--- RECORDS SUPPLIED ---

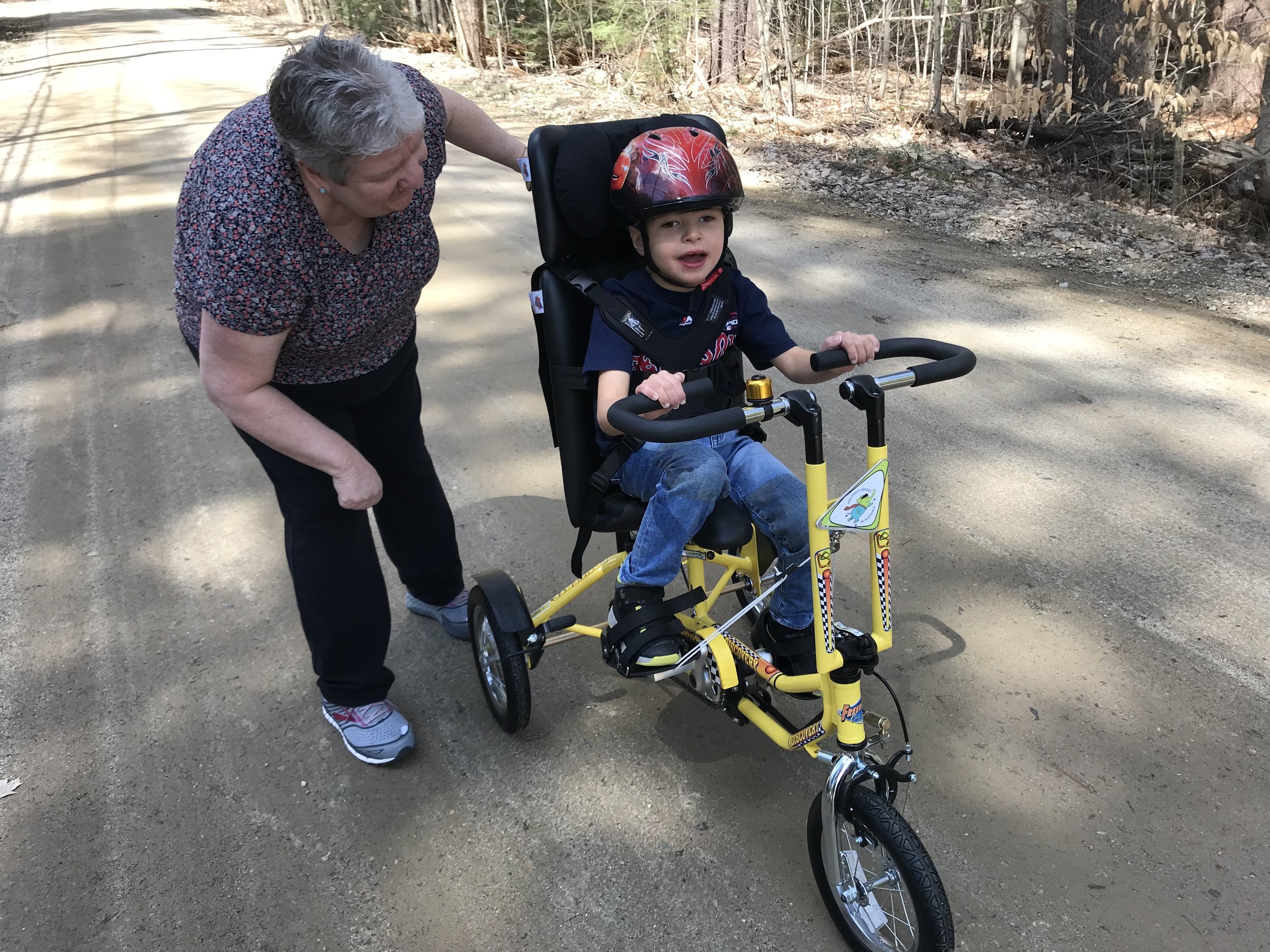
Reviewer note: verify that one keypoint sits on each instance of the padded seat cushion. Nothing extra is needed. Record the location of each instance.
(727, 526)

---
--- RECORDS SUPPLIED ---

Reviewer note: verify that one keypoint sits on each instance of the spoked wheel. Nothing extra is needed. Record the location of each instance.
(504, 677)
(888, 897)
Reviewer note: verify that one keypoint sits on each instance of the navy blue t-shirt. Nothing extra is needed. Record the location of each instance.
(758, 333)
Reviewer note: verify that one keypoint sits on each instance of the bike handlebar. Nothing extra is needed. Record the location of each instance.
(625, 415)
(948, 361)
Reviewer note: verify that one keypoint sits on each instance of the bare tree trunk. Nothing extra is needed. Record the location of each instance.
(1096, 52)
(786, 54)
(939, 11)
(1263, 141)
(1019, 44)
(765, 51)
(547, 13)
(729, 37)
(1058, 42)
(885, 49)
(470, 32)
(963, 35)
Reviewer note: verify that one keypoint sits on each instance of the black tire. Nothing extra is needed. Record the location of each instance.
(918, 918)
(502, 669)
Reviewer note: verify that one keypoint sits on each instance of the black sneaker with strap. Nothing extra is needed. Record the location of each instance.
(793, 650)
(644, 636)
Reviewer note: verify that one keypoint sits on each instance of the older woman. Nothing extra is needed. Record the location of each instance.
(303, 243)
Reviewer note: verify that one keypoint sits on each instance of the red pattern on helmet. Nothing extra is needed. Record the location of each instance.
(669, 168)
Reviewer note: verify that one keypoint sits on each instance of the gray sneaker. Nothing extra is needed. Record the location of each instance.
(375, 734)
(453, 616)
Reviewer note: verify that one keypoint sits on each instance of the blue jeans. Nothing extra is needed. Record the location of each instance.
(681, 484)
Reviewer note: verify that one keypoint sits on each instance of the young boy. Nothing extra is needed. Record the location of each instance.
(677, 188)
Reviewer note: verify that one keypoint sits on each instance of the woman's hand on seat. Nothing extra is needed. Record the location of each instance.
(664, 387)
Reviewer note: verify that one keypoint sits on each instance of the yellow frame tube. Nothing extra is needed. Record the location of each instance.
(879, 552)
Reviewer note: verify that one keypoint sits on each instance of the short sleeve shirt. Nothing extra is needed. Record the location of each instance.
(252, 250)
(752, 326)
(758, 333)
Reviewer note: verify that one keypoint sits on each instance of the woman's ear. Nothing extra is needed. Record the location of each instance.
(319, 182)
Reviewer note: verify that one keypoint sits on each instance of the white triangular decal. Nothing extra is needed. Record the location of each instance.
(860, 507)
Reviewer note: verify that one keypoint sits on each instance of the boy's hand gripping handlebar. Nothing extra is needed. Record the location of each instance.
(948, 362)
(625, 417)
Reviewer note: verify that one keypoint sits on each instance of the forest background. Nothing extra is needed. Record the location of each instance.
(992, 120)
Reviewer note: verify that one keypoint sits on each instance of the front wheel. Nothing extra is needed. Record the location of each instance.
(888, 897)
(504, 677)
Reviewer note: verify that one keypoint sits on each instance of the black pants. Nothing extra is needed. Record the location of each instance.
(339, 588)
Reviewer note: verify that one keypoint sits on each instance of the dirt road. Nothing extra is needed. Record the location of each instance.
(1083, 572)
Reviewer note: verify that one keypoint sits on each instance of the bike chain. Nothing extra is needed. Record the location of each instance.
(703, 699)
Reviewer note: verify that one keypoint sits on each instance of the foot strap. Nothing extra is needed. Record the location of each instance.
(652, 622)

---
--- RECORDS SUPPLIED ---

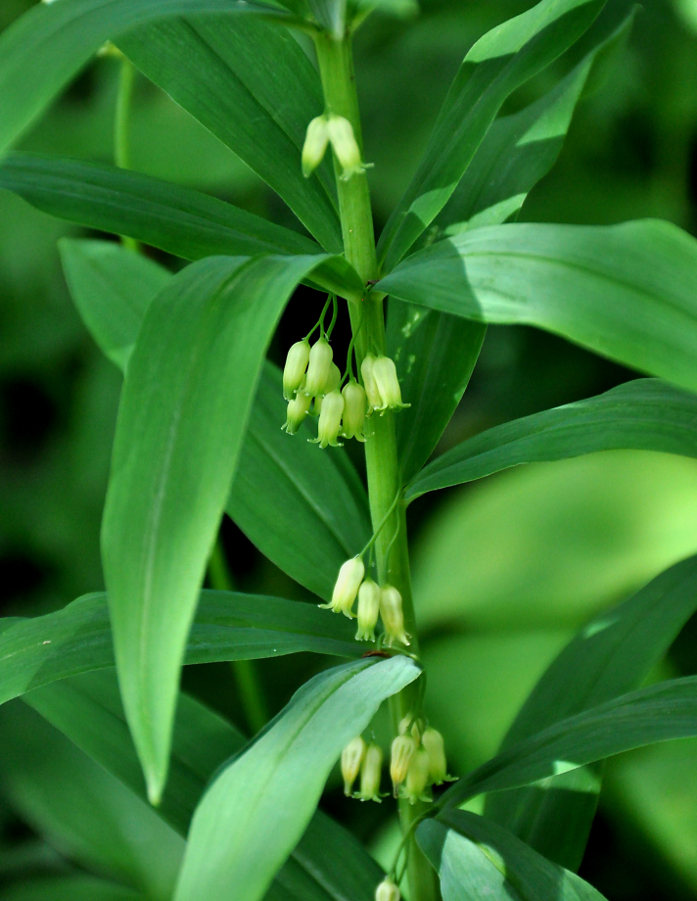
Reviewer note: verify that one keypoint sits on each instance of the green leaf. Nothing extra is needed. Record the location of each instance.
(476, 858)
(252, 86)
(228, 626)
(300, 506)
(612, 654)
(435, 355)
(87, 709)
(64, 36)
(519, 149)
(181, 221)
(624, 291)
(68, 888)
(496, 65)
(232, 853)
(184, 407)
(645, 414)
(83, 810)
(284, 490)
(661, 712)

---

_INSTRUCTION_
Copy out the rows from the line containing "the black pants." through the line containing "(1083, 572)", both ends included. Leave the requests unchanged, but scale each coordinate in the answers by 2.55 and round it to a whole number, with halves rounding up.

_WRITTEN ANSWER_
Reviewer note: verify that one keypoint sits on each instance of the black pants. Nothing extra is needed. Record the location of each instance.
(864, 1499)
Reviewer note: verify that one keypoint sits on each instance of the dirt road. Nothing extra is needed. Record the location of each instance.
(2762, 1459)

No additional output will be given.